Dispatches

The Microsoft Trial

       Timothy Noah is one of the writers of Slate’s “Chatterbox” column.

Day 29 of the Trial

       Judge Thomas Penfield Jackson, who is presiding over the Microsoft trial, does not have a favorable impression of reporters. “I have a visceral sense that the relationship between a potentially newsworthy case and the press is roughly comparable to the relationship between a healthy organism and an infectious disease,” the jurist said in a speech last year. “The press, like all infectious diseases, is a predator. It will feed on whatever it can find, including the host, if its appetite is not sated.”
       This commentary was faxed by Jackson to the Washington Post in lieu of an interview for a profile that leads the “Style” section of today’s paper. The story is not likely to increase Jackson’s affection for the Fourth Estate. It notes that the Washingtonian, a city magazine here, pegged Jackson “one of the least-respected judges on the federal bench.” The Post says Jackson has a reputation for “a notoriously slow docket and a fondness for recesses.” It says he was an attorney for Richard Nixon’s Committee to Re-Elect the President in 1972, which, the Post reminds us, supported “the break-in of the Democratic National Headquarters in the Watergate.” It says his name came up as a possible contender for the D.C. Superior Court and D.C. Court of Appeals but that he wasn’t named and that “some lawyers” suspected the reason was that “he was a member of the then whites-only Chevy Chase Club.”
       The story also says a few nice things about Jackson–he was “a tenacious trial lawyer”; he has, in the words of one former colleague, a love of the English language–but mostly the piece is not nice. “I wouldn’t say we’ve given up on Jackson,” one anonymous Microsoft “insider” is quoted as saying in the piece, “but there’s a definite focus on building a record that will help us before the appeals court.”
       Given all this, it’s pretty baffling that much of the evidence introduced by Microsoft in today’s trial consists of … news clippings! The clippings are from various computer magazines. They are cited by Microsoft associate general counsel Tom Burt as evidence that Sun Microsystems is being a crybaby when it complains that Microsoft tampered with its Java program in a way that made it easier to use with Windows and harder to use with Windows’ competitors. For example, Burt says triumphantly, PC Week has written, “It is not supportable to accuse Microsoft of twisting Java to its own ends.” But where did Burt get the idea that Jackson gives a hoot what PC Week thinks? Doesn’t Burt know that Jackson hates reporters? Doesn’t he know that Jackson probably hates reporters a little more today than he does on most days?

Record extracts:
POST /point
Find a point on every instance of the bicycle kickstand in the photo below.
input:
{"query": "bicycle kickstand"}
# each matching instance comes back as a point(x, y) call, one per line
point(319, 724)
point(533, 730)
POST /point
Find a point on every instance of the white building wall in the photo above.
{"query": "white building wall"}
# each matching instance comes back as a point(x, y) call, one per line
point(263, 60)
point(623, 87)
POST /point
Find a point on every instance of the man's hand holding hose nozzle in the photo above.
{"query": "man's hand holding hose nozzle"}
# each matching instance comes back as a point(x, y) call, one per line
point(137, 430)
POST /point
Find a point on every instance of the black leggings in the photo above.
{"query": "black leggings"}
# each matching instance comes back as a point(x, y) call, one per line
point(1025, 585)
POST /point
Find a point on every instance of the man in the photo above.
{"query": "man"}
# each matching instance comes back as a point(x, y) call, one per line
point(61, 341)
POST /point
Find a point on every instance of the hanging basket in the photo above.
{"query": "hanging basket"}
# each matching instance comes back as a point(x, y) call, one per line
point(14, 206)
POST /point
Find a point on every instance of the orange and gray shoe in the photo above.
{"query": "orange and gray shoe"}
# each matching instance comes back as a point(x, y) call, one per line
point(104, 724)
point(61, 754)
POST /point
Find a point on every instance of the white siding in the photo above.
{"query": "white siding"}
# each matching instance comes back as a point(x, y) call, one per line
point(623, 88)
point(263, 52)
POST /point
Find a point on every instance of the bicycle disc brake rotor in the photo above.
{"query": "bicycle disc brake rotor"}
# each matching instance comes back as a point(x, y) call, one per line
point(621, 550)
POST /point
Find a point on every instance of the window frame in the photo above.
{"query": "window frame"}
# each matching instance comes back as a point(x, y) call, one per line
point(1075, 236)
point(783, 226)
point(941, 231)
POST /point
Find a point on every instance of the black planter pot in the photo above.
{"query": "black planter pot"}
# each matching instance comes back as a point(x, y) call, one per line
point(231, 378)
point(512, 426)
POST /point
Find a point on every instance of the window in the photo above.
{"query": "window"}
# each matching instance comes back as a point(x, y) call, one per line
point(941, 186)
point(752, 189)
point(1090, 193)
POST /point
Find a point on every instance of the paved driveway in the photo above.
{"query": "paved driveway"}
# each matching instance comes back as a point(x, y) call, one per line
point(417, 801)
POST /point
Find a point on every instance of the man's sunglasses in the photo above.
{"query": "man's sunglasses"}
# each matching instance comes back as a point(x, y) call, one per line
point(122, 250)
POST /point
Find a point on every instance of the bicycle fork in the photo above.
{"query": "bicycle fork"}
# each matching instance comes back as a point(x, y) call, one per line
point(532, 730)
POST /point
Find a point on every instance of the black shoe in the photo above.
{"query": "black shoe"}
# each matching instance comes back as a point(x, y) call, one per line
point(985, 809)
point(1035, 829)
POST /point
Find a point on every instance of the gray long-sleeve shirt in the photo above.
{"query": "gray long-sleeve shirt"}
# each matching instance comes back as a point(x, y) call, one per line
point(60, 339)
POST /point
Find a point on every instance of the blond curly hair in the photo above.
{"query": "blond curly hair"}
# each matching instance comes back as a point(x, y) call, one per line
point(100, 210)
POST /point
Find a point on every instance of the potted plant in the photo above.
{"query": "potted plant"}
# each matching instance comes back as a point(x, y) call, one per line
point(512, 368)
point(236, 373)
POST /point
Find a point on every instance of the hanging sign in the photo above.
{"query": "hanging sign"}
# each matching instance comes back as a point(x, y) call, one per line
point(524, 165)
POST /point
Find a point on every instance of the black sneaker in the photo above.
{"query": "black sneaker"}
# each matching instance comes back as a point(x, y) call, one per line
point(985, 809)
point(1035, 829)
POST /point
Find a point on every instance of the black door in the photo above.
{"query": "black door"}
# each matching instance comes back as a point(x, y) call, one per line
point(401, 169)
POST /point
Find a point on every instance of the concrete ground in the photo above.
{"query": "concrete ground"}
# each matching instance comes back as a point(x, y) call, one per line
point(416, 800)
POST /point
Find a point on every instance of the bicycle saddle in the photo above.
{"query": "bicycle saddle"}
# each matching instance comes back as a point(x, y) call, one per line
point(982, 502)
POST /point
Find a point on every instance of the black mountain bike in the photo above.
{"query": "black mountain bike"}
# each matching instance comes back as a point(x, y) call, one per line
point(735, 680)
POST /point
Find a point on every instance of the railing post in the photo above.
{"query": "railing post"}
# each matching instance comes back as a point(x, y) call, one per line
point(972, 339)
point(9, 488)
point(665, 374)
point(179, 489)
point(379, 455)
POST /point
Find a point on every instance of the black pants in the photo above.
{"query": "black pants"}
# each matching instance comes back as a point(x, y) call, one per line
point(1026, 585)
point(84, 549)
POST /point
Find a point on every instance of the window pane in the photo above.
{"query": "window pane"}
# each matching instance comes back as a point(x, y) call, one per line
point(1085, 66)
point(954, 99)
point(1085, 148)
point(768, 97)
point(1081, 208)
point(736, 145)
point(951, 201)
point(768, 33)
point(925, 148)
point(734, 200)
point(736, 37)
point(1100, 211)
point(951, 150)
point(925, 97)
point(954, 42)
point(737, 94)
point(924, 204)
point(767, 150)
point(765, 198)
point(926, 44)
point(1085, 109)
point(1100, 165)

* * *

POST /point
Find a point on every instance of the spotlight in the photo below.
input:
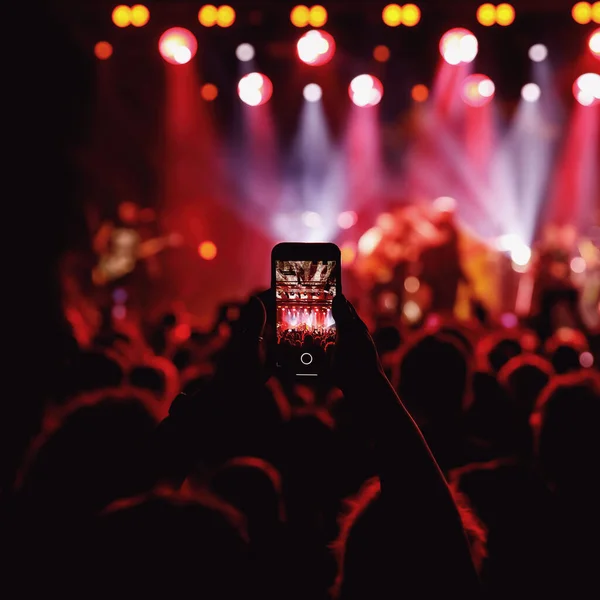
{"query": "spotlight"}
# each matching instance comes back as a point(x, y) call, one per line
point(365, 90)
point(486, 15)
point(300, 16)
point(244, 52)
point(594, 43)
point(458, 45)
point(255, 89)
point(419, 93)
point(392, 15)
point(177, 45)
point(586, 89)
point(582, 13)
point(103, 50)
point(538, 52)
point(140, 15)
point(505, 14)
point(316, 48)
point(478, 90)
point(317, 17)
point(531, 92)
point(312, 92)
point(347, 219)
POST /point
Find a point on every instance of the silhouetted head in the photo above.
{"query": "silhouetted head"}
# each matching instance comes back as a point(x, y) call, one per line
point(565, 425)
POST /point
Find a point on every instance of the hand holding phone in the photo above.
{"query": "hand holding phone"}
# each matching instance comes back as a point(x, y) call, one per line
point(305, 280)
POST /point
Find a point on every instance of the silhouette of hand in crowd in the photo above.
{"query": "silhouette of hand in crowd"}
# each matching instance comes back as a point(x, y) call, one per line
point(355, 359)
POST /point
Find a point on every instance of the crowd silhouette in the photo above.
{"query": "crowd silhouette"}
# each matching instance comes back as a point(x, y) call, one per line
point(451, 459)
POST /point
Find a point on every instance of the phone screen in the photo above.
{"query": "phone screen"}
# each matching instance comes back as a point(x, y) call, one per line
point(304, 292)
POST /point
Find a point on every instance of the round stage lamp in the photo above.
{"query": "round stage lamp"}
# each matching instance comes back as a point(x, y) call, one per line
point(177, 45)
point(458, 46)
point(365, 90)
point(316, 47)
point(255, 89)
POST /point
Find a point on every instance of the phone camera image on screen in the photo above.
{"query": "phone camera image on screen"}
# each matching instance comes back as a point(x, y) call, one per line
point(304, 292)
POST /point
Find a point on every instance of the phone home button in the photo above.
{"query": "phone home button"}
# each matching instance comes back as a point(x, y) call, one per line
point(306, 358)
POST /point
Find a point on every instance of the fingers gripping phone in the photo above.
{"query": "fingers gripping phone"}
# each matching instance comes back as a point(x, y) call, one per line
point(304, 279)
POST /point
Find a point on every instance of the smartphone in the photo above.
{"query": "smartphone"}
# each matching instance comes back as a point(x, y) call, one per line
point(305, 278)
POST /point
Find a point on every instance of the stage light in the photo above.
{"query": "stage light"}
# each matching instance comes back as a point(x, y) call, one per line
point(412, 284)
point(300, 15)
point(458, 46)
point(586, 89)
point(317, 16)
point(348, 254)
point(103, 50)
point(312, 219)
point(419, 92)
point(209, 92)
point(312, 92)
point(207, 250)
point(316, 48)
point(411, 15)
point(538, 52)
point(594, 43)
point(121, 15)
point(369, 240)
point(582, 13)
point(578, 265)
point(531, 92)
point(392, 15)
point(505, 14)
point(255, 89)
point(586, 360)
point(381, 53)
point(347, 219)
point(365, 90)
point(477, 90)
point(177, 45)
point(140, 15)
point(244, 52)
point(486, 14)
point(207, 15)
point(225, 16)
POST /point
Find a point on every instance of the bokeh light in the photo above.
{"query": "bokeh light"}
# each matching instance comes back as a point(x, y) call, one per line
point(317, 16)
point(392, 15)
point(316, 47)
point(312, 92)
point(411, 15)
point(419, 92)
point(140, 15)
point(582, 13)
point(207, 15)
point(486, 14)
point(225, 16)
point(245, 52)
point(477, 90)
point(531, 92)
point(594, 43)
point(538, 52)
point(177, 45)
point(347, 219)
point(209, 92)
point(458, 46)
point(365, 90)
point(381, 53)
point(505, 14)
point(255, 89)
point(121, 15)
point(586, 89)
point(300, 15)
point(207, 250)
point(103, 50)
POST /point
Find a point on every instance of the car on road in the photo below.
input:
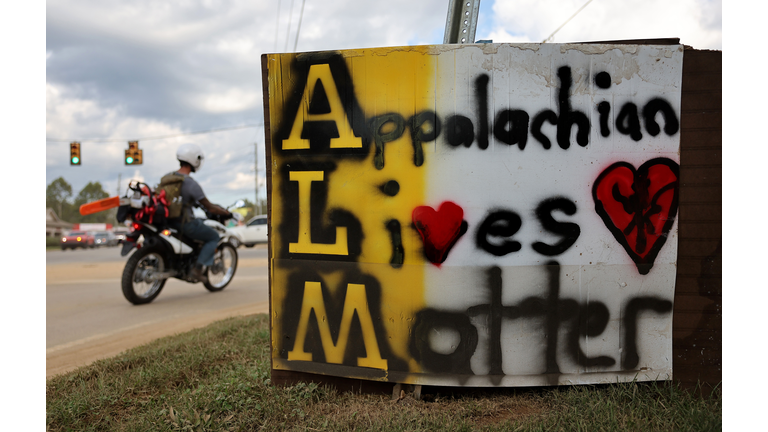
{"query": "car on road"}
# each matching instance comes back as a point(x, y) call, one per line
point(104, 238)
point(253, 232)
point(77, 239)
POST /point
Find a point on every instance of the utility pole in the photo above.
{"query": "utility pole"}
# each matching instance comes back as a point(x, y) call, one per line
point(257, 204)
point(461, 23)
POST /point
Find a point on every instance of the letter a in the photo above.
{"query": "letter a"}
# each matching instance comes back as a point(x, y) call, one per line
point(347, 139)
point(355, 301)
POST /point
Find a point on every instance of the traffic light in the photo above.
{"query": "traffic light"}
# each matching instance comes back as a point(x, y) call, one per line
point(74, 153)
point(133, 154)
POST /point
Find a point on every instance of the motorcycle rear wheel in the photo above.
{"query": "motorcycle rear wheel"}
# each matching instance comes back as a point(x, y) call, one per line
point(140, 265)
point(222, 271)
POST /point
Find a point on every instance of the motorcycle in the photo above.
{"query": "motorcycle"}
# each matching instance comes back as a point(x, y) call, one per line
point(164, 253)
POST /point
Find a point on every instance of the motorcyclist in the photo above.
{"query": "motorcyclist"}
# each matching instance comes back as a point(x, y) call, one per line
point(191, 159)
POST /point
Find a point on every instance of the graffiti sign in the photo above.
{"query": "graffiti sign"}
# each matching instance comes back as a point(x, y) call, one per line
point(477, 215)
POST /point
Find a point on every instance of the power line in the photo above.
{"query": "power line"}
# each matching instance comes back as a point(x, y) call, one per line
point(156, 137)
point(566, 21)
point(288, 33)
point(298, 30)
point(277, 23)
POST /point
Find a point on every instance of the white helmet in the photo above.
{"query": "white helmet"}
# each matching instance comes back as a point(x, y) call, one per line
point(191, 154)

Task list:
[1] In the Microsoft trial dispatch, rewrite the passage between "Given all this, it’s" and "on most days?", inclusive, changing each "reporters" to "journalists".
[2] According to the Microsoft trial dispatch, whose committee did Jackson serve as an attorney for in 1972?
[3] Name every publication mentioned in the Microsoft trial dispatch.

Responses for each task:
[1]
Given all this, it’s pretty baffling that much of the evidence introduced by Microsoft in today’s trial consists of … news clippings! The clippings are from various computer magazines. They are cited by Microsoft associate general counsel Tom Burt as evidence that Sun Microsystems is being a crybaby when it complains that Microsoft tampered with its Java program in a way that made it easier to use with Windows and harder to use with Windows’ competitors. For example, Burt says triumphantly, PC Week has written, “It is not supportable to accuse Microsoft of twisting Java to its own ends.” But where did Burt get the idea that Jackson gives a hoot what PC Week thinks? Doesn’t Burt know that Jackson hates journalists? Doesn’t he know that Jackson probably hates journalists a little more today than he does on most days?

[2] Richard Nixon's Committee to Re-Elect the President

[3] Slate, the Washington Post, the Washingtonian, PC Week